Take the line containing "[(450, 104), (272, 511), (406, 299)]" in the listing below and copy it, along with every line after it, without alteration.

——————

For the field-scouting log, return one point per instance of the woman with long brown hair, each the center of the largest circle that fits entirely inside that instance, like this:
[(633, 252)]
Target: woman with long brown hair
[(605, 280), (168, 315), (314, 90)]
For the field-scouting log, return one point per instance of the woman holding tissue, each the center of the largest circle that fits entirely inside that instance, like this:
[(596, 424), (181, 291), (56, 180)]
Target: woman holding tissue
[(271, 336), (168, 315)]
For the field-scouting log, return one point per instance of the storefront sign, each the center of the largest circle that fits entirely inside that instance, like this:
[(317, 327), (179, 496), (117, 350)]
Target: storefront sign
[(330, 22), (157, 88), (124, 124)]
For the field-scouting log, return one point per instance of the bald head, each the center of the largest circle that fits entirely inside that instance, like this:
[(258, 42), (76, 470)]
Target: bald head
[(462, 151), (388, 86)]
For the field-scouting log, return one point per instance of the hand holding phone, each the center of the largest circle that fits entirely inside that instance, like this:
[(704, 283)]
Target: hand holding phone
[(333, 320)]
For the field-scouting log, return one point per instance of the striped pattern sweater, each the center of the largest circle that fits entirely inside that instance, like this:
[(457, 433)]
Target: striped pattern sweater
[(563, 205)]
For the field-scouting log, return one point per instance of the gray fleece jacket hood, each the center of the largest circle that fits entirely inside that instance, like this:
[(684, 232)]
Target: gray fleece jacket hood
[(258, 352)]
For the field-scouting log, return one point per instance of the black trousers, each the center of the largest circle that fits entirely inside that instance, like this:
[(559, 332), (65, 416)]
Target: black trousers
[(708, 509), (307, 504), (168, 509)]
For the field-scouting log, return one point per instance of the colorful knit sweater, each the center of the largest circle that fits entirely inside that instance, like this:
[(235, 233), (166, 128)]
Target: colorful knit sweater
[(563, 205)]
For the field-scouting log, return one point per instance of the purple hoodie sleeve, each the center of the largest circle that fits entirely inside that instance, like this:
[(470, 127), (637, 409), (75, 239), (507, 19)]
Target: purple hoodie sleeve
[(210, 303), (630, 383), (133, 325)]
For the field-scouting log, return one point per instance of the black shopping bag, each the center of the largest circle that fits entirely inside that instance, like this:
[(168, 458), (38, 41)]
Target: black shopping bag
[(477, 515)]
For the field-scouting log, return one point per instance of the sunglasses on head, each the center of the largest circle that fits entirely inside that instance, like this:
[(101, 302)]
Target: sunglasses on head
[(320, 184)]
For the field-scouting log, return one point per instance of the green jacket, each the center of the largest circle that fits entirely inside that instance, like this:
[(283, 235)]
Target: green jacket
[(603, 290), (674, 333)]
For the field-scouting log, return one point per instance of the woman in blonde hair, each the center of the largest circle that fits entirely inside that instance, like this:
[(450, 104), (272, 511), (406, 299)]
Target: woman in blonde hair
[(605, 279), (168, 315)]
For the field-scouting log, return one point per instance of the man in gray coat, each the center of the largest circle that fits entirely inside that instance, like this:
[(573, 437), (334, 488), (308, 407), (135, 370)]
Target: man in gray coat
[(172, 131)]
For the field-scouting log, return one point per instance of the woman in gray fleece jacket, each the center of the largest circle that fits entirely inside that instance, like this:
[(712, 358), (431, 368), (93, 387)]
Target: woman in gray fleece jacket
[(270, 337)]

——————

- [EXPECTED ANSWER]
[(450, 104), (272, 511), (406, 299)]
Target: woman in blonde hair
[(605, 279), (168, 315)]
For the field-scouting log, return one point per instance of the man in gray coat, each the center of the largest circle that fits entirely inside that instance, like this:
[(573, 437), (334, 488), (308, 407), (135, 370)]
Target: man in gray coat
[(172, 131)]
For the field-scouting log, return one point per instance of the woman in gray fleece jacket, each the center of the largest circle that fits entirely inside that instance, like this:
[(712, 358), (431, 368), (93, 387)]
Target: woman in gray fleece jacket
[(270, 337)]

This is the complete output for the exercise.